• [What is expected]:
Update the rows from the start down through the line containing "POLYGON ((71 488, 70", replacing "sample" with "template" and keeping everything else the same. Omit the pictures from your answer.

• [Dataset content]:
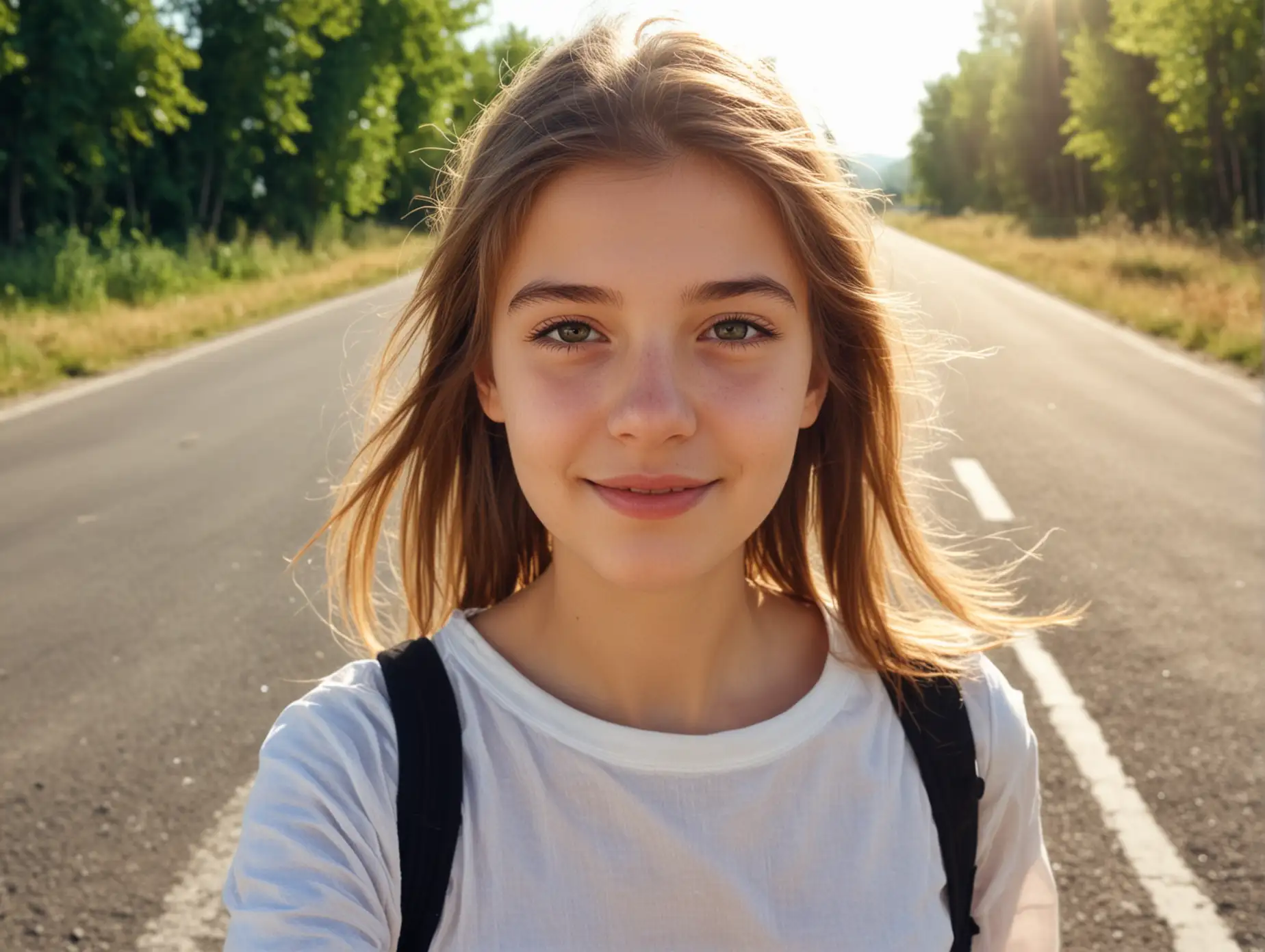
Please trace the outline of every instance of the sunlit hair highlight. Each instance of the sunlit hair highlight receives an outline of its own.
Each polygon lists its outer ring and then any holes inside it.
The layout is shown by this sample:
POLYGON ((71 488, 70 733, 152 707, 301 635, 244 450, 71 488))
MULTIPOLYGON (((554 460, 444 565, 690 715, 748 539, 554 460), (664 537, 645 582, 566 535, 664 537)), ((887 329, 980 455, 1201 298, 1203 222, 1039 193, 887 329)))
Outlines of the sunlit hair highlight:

• [Result below]:
Please trace the outline of every instance of the sunlit hair highlight. Each instance of the sunlit hair highlight receives an outline of its own.
Each polygon lists its outer ring and then any holes inside it.
The layout is shown by this template:
POLYGON ((71 488, 70 733, 152 707, 301 635, 244 450, 71 488))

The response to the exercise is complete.